──────── FRAGMENTO SELECCIONADO

No deja de asombrarnos, al leer la primer lectura, el entusiasmo y el dinamismo misionero del Apóstol Pablo. «¡Qué hermosos los pies de los que anuncian la Buena Noticia del bien!» (Rm 10,15). Es una invitación a agradecer el don de la fe que estos mensajeros nos han transmitido. Nos invita también a maravillarnos por la labor misionera que -no hace mucho tiempo- trajo por primera vez la alegría del Evangelio a esta amada tierra de Centroáfrica. Es bueno, sobre todo en tiempos difíciles, cuando abundan las pruebas y los sufrimientos, cuando el futuro es incierto y nos sentimos cansados, con miedo de no poder más, reunirse alrededor del Señor, como hacemos hoy, para gozar de su presencia, de su vida nueva y de la salvación que nos propone, como esa otra orilla hacia la que debemos dirigirnos.
La otra orilla es, sin duda, la vida
eterna, el Cielo que nos espera. Esta mirada tendida hacia el mundo futuro ha
fortalecido siempre el ánimo de los cristianos, de los más pobres, de los más
pequeños, en su peregrinación terrena. La vida eterna no es una ilusión, no es
una fuga del mundo, sino una poderosa realidad que nos llama y compromete a
perseverar en la fe y en el amor.
Pero esa otra orilla más inmediata que
buscamos alcanzar, la salvación que la fe nos obtiene y de la que nos habla san
Pablo, es una realidad que transforma ya desde ahora nuestra vida presente y el
mundo en que vivimos: «El que cree con el corazón alcanza la justicia» (cf. Rm
10,10). Recibe la misma vida de Cristo que lo hace capaz de amar a Dios y a los
hermanos de un modo nuevo, hasta el punto de dar a luz un mundo renovado por el
amor.

────────────────

> **CONSIGNA 1**: Vuelve a escribir literalmente el fragmento sobre la otra orilla empezando por "No deja de asombrarnos, al" y siguiendo hasta "que debemos dirigirnos.", ambos incluidos.
> **CONSIGNA 2**: Prosigue el fragmento sobre la otra orilla a partir de su última oración.

──────── LISTADO

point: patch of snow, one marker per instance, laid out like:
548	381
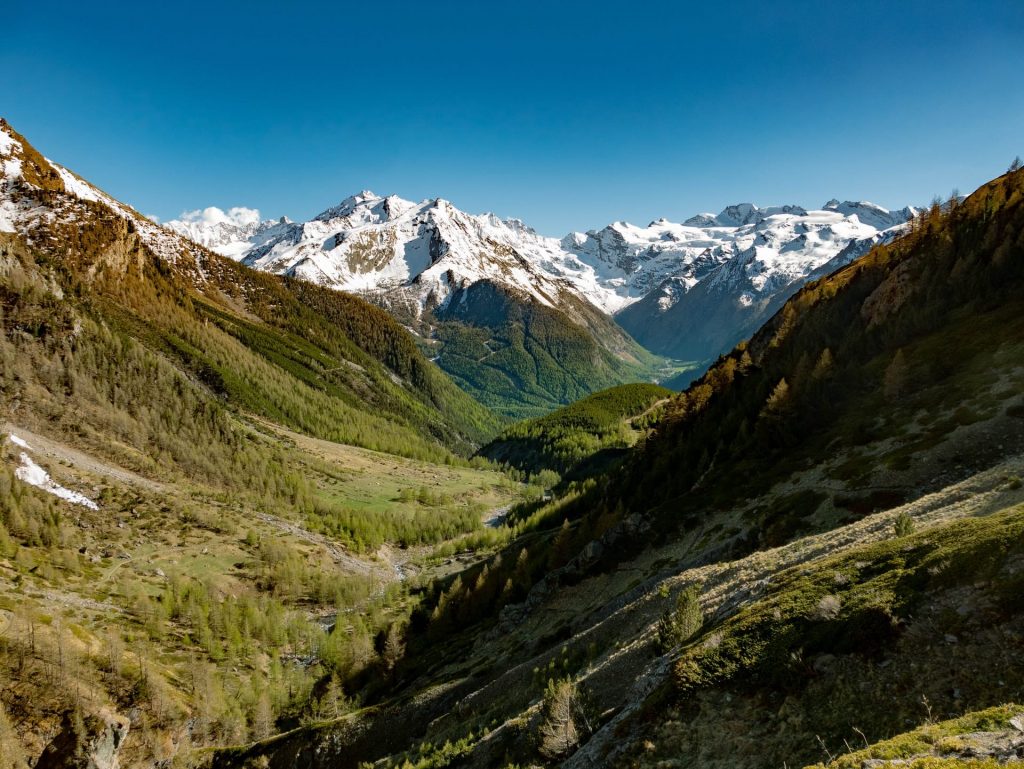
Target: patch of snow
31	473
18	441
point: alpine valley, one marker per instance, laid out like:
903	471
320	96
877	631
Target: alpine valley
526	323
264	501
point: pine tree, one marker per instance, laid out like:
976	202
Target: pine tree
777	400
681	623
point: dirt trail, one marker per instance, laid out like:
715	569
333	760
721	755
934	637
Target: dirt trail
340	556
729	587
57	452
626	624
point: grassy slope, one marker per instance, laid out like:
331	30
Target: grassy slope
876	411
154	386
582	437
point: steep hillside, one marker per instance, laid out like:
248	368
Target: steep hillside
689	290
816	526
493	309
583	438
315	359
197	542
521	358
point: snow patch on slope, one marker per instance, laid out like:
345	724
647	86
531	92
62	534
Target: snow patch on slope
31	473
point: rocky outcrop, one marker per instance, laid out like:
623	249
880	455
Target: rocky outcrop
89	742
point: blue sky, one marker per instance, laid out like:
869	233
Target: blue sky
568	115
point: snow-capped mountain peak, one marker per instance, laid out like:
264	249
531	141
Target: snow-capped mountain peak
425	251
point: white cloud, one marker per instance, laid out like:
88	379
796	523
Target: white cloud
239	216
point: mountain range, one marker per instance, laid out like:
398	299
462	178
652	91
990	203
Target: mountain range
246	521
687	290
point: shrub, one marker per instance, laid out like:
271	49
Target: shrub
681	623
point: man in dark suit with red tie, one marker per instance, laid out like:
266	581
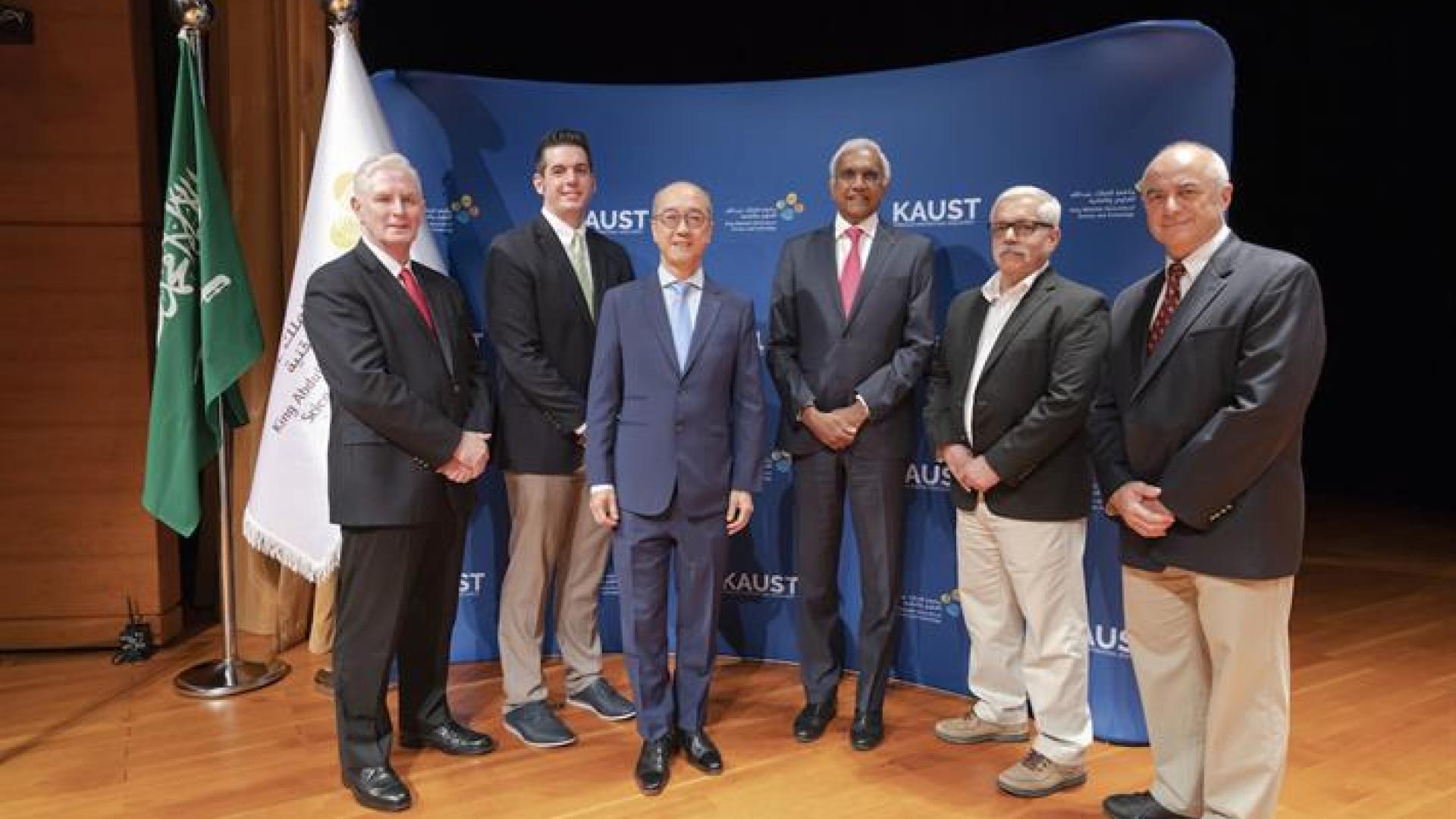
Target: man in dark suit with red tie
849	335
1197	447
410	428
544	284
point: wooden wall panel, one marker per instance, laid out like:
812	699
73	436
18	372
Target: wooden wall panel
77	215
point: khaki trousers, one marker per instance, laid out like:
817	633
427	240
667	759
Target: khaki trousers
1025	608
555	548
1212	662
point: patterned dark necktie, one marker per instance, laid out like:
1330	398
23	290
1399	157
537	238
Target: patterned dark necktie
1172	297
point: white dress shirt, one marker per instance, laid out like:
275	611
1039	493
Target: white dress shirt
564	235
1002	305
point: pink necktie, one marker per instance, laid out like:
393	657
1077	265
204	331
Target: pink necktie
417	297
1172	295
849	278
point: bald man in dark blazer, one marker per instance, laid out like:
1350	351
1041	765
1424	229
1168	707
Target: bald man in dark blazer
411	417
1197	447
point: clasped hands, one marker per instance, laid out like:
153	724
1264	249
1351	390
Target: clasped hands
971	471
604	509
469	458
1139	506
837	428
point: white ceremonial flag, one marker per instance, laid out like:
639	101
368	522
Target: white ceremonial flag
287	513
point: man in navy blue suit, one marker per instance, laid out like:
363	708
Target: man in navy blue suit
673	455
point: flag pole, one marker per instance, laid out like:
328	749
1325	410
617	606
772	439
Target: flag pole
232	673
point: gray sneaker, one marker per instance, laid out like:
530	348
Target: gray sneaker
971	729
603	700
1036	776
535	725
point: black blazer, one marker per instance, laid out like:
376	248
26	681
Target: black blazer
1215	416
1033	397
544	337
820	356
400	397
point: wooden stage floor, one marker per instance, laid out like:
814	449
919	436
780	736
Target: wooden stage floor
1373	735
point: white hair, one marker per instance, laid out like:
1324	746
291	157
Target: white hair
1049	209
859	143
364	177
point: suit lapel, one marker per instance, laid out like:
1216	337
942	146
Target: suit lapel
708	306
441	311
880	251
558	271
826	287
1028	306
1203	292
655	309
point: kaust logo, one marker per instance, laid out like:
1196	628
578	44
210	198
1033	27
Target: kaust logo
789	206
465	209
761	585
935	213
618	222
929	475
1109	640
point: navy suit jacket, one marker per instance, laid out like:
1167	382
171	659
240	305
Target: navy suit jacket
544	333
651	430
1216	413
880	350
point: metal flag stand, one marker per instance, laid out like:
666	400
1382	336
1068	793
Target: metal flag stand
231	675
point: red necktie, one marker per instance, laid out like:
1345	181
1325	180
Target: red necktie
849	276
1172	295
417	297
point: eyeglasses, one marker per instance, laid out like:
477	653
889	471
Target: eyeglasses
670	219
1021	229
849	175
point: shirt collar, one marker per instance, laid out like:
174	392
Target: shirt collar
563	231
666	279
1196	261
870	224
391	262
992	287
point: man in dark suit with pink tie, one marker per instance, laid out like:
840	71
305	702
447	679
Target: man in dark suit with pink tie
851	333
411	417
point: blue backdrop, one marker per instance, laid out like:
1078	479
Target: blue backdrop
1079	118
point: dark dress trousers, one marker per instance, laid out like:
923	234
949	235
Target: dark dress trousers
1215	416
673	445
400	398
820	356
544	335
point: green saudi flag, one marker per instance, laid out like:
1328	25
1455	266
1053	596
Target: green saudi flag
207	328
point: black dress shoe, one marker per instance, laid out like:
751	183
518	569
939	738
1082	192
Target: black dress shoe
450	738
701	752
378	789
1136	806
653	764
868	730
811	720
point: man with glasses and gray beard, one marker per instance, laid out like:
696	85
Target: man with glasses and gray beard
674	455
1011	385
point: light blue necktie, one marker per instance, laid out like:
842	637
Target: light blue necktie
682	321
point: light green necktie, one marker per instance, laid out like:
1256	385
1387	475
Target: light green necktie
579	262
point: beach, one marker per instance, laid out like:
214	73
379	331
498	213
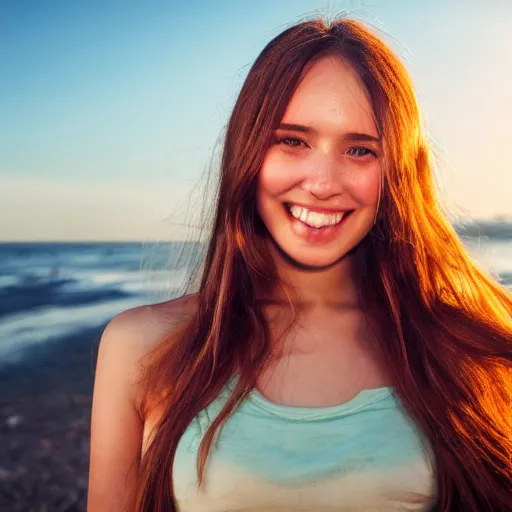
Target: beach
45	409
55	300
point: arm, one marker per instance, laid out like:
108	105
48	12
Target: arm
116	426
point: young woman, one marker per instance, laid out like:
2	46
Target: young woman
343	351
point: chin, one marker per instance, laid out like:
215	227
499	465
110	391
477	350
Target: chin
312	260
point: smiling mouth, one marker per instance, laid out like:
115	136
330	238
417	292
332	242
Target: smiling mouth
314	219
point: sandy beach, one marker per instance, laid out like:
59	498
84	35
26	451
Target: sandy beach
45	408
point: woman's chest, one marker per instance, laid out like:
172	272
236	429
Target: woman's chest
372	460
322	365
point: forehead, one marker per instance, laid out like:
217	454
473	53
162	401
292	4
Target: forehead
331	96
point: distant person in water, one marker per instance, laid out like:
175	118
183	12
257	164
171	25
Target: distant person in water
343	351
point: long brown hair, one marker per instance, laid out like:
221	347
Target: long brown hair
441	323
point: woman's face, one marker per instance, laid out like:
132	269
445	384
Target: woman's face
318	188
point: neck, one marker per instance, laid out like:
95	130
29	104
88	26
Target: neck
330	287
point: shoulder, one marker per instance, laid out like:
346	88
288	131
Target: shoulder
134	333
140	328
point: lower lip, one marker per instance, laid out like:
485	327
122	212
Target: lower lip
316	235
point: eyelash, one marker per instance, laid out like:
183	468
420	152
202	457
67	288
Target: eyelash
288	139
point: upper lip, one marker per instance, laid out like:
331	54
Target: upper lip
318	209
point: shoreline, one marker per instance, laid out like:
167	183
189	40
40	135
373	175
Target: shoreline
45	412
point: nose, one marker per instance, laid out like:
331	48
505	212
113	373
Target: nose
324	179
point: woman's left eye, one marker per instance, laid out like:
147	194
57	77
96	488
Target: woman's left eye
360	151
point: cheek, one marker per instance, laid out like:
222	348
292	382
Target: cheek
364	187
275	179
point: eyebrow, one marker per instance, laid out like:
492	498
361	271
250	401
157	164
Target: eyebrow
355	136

────────────────

> **RESPUESTA DEL EJERCICIO 1**:
No deja de asombrarnos, al leer la primer lectura, el entusiasmo y el dinamismo misionero del Apóstol Pablo. «¡Qué hermosos los pies de los que anuncian la Buena Noticia del bien!» (Rm 10,15). Es una invitación a agradecer el don de la fe que estos mensajeros nos han transmitido. Nos invita también a maravillarnos por la labor misionera que -no hace mucho tiempo- trajo por primera vez la alegría del Evangelio a esta amada tierra de Centroáfrica. Es bueno, sobre todo en tiempos difíciles, cuando abundan las pruebas y los sufrimientos, cuando el futuro es incierto y nos sentimos cansados, con miedo de no poder más, reunirse alrededor del Señor, como hacemos hoy, para gozar de su presencia, de su vida nueva y de la salvación que nos propone, como esa otra orilla hacia la que debemos dirigirnos.

> **RESPUESTA DEL EJERCICIO 2**:
Demos gracias al Señor por su presencia
y por la fuerza que nos comunica en nuestra vida diaria, cuando experimentamos
el sufrimiento físico o moral, la pena, el luto; por los gestos de solidaridad
y de generosidad que nos ayuda a realizar; por las alegrías y el amor que hace
resplandecer en nuestras familias, en nuestras comunidades, a pesar de la
miseria, la violencia que, a veces, nos rodea o del miedo al futuro; por el
deseo que pone en nuestras almas de querer tejer lazos de amistad, de dialogar
con el que es diferente, de perdonar al que nos ha hecho daño, de
comprometernos a construir una sociedad más justa y fraterna en la que ninguno
se sienta abandonado. En todo esto, Cristo resucitado nos toma de la mano y nos
lleva a seguirlo. Quiero agradecer con ustedes al Señor de la misericordia todo
lo que de hermoso, generoso y valeroso les ha permitido realizar en sus
familias y comunidades, durante las vicisitudes que su país ha sufrido desde
hace muchos años.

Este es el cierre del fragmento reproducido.